### What to produce:
What follows are records. Restate all of them word for word.

### Data:
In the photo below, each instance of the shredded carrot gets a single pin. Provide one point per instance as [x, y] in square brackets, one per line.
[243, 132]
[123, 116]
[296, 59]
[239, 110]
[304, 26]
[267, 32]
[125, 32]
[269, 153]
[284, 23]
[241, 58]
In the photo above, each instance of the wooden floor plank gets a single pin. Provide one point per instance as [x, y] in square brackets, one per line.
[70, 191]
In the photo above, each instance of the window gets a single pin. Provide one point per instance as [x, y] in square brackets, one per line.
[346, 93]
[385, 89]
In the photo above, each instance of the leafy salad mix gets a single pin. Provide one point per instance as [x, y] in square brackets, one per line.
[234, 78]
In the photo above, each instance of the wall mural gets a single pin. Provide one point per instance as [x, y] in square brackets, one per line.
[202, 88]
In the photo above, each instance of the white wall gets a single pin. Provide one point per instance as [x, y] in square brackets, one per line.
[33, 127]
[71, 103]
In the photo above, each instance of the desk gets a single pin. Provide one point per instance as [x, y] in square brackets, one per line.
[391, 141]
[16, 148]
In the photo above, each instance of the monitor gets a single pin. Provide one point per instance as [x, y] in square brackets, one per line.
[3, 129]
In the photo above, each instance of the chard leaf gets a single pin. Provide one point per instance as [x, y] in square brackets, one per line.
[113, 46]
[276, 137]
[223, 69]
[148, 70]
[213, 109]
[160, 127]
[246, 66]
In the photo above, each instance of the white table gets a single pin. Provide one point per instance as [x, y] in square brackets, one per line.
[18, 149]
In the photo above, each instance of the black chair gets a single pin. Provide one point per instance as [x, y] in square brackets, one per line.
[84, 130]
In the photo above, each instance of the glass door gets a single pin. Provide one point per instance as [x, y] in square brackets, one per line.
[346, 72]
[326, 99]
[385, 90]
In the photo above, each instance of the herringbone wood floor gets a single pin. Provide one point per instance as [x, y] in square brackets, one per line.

### Task response:
In the photo below, each instance of the shredded carrot gets a single pin. Provide one point per instance as [x, y] in square brackets, one per line.
[243, 132]
[123, 116]
[296, 59]
[239, 110]
[304, 26]
[267, 32]
[125, 32]
[269, 153]
[284, 23]
[241, 58]
In the photo above, each instance of the wooden floor plank gets a single pin. Provide one point per instance as [x, y] in square brackets, one per line.
[70, 191]
In the photo above, each instance of the window gets a single pin. Provide one point per instance as [x, y] in square brackets, one per line.
[346, 93]
[385, 89]
In the photo above, each instance of the leafy salad mix gets a single pin. Provide one point per instance as [x, y] in square brackets, one per line.
[234, 78]
In the photo above, each instance of the wall mural gets a single pin. Provide one point per instance as [x, y] in square brackets, one per line.
[202, 88]
In the photo above, each instance of the white wall gets a single pin. Provide one point per instance as [x, y] in square brackets, one per line.
[33, 127]
[71, 103]
In the photo above, each instance of the desk gets a single pin. Provide one point per instance as [x, y] in square brackets, one per line.
[391, 141]
[16, 148]
In the photo above, each instance of the monitor gets a single pin. Provide one point per instance as [x, y] in square brackets, one per line.
[3, 129]
In the photo above, each instance of the chard leaf gets a single pin. Provide one point per instance as [x, y] in square brackets, one per line.
[113, 46]
[276, 137]
[223, 69]
[148, 70]
[213, 109]
[160, 127]
[246, 66]
In the photo above, each instance of the white table gets a single pin. Provide one point per instance as [x, y] in square brackets, one per line.
[18, 149]
In the photo above, each instance of the black chair gets a single pin. Provide one point per instance as [x, y] in square brackets, one per line.
[84, 130]
In the photo above, each instance of the glass door gets a single pin. Provide one point per instance as [x, y] in square brackets, one per line.
[346, 72]
[326, 99]
[385, 90]
In the photo above, each instance of the herringbone wood floor gets a single pin. Provide one point per instance as [x, y] in square brackets, one per line.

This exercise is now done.